一口に運動嫌いと言っても、試しに万歩計で測ると〈280歩〉しか歩かない日もあったという強者から、時々はジムに通い、食事も節制する人まで様々だが、ヨガやウォーキング、腹筋運動にしても、「効率のよいダイエットのための運動とは言えません」と中野氏はピシャリ。尻や太腿や背中等、〈大きな筋肉を鍛えたほうが基礎代謝量が上がり、痩せやすい体質〉になるといい、〈カロリーを消費し、きちんと疲れて、筋肉痛になる〉〈この3点が、運動になっているかいないかのポイント〉だと言う。
「よく『別に全身ムキムキになりたいわけじゃない』と言う人がいますが、なってから言おうよと思うくらい、運動をしないための言い訳ってバラエティ豊かなんですよ(笑い)。例えば『疲れるのは筋肉がないからです、筋肉を鍛えましょう』と私が言っても、『それが疲れるからイヤだ』とか『エステに行くからいい』とかね。体が疲れても脳が疲れても、『疲れた』と同じ表現を使いますが、実は脳の疲れは体を動かす方が取れるんですよ。
++++
本文のうち、「一口に運動嫌いと言っても、試」から「ないかのポイント〉だと言う。」に至るまでの全文を一字も変えずに出力せよ。 以下のデータは参照不要である。

* **データ抜粋**:
++++
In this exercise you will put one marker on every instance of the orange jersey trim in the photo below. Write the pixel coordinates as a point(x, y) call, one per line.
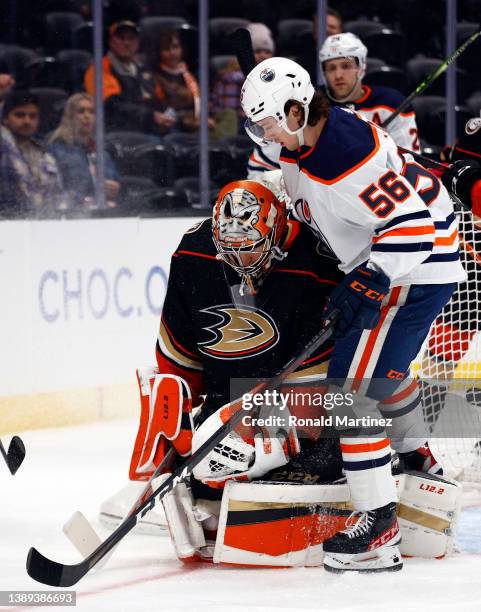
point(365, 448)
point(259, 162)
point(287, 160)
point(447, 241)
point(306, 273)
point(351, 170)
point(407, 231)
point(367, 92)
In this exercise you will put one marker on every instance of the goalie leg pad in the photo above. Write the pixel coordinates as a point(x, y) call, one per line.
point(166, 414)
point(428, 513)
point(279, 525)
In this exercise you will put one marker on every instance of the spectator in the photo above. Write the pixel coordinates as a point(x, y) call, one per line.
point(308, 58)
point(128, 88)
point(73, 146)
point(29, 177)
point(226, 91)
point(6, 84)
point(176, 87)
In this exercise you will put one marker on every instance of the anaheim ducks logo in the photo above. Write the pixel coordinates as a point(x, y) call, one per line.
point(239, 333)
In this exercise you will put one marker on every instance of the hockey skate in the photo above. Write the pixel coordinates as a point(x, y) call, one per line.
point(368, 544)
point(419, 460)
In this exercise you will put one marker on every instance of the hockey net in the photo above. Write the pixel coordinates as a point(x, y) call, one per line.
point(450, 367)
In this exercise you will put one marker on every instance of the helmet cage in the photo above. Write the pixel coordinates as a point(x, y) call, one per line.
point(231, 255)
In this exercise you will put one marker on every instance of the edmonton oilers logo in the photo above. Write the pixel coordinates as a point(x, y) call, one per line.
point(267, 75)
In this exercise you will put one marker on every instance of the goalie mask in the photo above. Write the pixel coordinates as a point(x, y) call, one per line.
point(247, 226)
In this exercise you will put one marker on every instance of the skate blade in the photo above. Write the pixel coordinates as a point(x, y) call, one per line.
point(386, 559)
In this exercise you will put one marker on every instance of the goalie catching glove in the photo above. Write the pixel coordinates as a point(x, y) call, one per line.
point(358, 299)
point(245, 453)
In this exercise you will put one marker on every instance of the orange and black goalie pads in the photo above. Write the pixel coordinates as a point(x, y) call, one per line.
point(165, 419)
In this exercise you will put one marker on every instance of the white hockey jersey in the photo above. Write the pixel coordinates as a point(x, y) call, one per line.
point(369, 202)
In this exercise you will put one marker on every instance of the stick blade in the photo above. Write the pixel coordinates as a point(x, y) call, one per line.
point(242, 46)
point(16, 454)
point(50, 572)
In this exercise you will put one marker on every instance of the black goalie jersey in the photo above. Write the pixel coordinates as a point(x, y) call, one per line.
++++
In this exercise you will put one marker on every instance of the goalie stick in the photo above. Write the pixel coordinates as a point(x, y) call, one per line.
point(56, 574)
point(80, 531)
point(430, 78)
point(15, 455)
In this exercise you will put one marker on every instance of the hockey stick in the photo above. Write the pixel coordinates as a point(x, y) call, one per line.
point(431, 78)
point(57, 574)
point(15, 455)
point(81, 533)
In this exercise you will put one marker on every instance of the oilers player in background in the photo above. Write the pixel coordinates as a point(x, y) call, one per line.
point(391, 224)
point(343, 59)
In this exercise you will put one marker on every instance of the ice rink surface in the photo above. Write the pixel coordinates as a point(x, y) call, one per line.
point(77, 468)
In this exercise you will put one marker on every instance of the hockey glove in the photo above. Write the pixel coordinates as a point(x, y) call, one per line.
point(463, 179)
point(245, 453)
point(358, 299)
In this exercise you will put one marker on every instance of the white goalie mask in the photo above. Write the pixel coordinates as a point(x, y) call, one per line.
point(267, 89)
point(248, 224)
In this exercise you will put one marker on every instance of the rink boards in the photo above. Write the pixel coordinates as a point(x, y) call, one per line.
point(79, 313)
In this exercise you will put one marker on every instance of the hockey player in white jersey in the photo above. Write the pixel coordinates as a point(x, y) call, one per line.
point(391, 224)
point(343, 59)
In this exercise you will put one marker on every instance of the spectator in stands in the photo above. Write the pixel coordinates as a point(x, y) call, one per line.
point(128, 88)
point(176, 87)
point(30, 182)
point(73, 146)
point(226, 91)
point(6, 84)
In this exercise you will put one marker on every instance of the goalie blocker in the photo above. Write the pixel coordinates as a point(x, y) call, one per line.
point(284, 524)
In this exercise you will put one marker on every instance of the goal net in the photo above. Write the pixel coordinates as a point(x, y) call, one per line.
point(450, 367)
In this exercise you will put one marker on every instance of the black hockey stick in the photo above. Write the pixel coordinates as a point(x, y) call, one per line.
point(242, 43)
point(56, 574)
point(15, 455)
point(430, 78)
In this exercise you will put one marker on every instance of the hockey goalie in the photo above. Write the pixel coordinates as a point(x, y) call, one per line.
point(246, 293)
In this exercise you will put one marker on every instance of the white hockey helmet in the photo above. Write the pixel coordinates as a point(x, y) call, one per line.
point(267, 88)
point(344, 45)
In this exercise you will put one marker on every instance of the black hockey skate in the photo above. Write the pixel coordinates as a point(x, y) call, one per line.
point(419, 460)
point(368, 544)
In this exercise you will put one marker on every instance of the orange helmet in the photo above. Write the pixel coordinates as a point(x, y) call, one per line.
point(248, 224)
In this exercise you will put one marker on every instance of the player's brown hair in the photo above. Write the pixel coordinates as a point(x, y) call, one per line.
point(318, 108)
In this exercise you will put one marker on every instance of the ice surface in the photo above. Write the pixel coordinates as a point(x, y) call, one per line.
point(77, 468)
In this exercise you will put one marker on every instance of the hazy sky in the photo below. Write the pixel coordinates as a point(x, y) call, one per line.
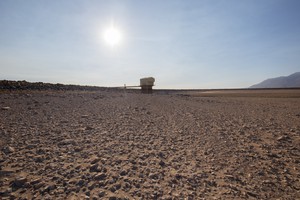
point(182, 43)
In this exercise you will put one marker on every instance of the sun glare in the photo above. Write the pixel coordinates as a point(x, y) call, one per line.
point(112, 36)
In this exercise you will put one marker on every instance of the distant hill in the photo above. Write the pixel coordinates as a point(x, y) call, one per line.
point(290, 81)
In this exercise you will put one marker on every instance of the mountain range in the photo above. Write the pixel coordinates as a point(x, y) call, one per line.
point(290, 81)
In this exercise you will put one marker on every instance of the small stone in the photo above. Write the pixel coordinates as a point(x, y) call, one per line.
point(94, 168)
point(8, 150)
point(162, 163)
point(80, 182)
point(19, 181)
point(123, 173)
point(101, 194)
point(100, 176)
++++
* **回答欄**:
一口に運動嫌いと言っても、試しに万歩計で測ると〈280歩〉しか歩かない日もあったという強者から、時々はジムに通い、食事も節制する人まで様々だが、ヨガやウォーキング、腹筋運動にしても、「効率のよいダイエットのための運動とは言えません」と中野氏はピシャリ。尻や太腿や背中等、〈大きな筋肉を鍛えたほうが基礎代謝量が上がり、痩せやすい体質〉になるといい、〈カロリーを消費し、きちんと疲れて、筋肉痛になる〉〈この3点が、運動になっているかいないかのポイント〉だと言う。